* _Task statement_
The expected output is every entry that follows, reproduced exactly.

* _Stored data entries_
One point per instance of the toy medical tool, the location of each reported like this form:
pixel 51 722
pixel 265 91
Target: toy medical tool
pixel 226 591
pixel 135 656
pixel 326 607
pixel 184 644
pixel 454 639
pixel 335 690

* _Answer space_
One point per instance of the toy medical tool, the location of each reported like this form:
pixel 51 722
pixel 265 91
Target: toy medical tool
pixel 226 591
pixel 135 656
pixel 326 607
pixel 184 644
pixel 454 639
pixel 335 690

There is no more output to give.